*Compito assegnato:*
Per favore, ripeti parola per parola tutti i record riportati qui sotto, senza tralasciare alcuna riga.

Record di punti etichettati:
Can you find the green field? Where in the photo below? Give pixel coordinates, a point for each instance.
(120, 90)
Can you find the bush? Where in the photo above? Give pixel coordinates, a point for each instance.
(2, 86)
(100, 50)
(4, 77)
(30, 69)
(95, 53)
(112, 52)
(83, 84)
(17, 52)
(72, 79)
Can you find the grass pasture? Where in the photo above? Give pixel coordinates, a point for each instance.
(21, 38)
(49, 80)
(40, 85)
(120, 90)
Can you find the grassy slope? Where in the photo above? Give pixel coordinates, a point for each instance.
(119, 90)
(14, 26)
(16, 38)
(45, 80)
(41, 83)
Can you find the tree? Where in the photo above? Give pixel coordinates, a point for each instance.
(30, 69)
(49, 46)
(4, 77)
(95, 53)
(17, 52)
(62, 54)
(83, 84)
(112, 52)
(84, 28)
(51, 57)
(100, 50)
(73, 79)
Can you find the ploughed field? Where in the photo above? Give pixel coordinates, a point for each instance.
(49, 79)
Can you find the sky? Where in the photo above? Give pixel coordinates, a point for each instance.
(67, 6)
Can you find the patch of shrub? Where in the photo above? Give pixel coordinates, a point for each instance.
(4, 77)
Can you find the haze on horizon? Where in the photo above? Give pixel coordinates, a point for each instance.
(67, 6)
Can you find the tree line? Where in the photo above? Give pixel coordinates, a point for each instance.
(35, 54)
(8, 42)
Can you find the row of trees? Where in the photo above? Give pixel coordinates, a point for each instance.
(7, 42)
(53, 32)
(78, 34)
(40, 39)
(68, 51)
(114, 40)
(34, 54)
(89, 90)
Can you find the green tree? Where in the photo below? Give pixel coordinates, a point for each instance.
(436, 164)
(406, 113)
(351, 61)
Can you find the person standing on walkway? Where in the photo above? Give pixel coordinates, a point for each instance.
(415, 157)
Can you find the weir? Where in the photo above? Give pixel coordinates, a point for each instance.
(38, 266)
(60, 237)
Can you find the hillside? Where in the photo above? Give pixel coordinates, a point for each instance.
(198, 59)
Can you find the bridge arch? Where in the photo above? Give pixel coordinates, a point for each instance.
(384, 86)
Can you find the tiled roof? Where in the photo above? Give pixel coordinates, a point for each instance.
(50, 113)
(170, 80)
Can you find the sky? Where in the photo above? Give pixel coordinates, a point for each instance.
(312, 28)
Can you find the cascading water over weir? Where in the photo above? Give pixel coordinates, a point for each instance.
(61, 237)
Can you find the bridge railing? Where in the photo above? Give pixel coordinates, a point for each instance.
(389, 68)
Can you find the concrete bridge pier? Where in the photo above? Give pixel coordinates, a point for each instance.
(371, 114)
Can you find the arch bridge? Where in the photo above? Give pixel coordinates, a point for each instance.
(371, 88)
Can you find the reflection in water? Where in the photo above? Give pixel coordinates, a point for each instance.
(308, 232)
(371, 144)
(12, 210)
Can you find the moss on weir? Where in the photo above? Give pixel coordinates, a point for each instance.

*Risultato del compito:*
Can you find the green field? Where in the photo below? Give pixel coordinates, a point for each instance.
(120, 90)
Can you find the bush? Where in the photo above? Give pixel coordinates, a point for each instance.
(2, 86)
(100, 50)
(4, 77)
(30, 69)
(95, 53)
(112, 52)
(83, 84)
(17, 52)
(72, 79)
Can you find the grass pasture? Where in the photo above? Give pixel coordinates, a point for each instance.
(21, 38)
(49, 80)
(40, 85)
(120, 90)
Can you find the grassy slope? Where in the photo above? Give pixel coordinates, a point for each instance.
(119, 90)
(14, 26)
(16, 38)
(45, 80)
(41, 83)
Can you find the tree? Where in the photo above? Give pixel coordinates, a point for each instance.
(30, 69)
(49, 46)
(4, 77)
(95, 53)
(17, 52)
(62, 54)
(83, 84)
(112, 52)
(84, 28)
(51, 57)
(100, 50)
(73, 79)
Can you find the ploughed field? Where in the photo above? Give pixel coordinates, a point for each instance.
(49, 79)
Can you find the sky? Where in the photo above? Give pixel coordinates, a point for each instance.
(67, 6)
Can you find the patch of shrub? Where in the photo above? Give pixel coordinates, a point for each instance.
(4, 77)
Can you find the haze on horizon? Where in the photo above? Give pixel coordinates, a point for each instance.
(67, 6)
Can you find the tree line? Where in the photo above? Give pixel coordinates, a point for each instance.
(35, 54)
(8, 42)
Can you find the row of trees? Where in the photo above? Give pixel coordinates, a point for each instance.
(7, 42)
(53, 32)
(78, 34)
(40, 39)
(68, 51)
(114, 40)
(34, 54)
(89, 90)
Can you find the green tree? Where in the photo below? Give pixel coordinates, a point for each instance.
(436, 164)
(406, 113)
(351, 61)
Can you find the person standing on walkway? Where in the photo above? Give pixel coordinates, a point for each instance.
(415, 157)
Can you find the weir? Where in the photo above? Give pixel coordinates, a point for each instance.
(38, 266)
(60, 237)
Can you find the hillside? Where in the photo above? Give pixel coordinates, a point for each instance.
(198, 59)
Can you find the bridge arch? Where in the photo above? Give pixel coordinates, a point for each instance.
(384, 86)
Can you find the tiled roof? Where in the photo above? Give pixel coordinates, a point for each instance.
(50, 113)
(170, 80)
Can you find the sky? Where in the photo above? Give pixel coordinates, a point for each instance.
(312, 28)
Can you find the cascading water over weir? Where in the photo above? Give pixel coordinates, a point for each instance.
(61, 237)
Can you find the bridge railing? Where in the photo above? Give pixel coordinates, a point for each instance.
(389, 68)
Can you find the concrete bridge pier? Where in the photo above? Give pixel coordinates, a point for each instance.
(371, 114)
Can you find the arch bridge? Where in the photo above? Give pixel coordinates, a point for each instance.
(371, 88)
Can you find the reflection in water? Where in the photo above? Give pixel coordinates, a point for each instance.
(308, 232)
(371, 144)
(12, 210)
Can you find the moss on weir? Where in the photo above? Give pixel coordinates, a point for each instance.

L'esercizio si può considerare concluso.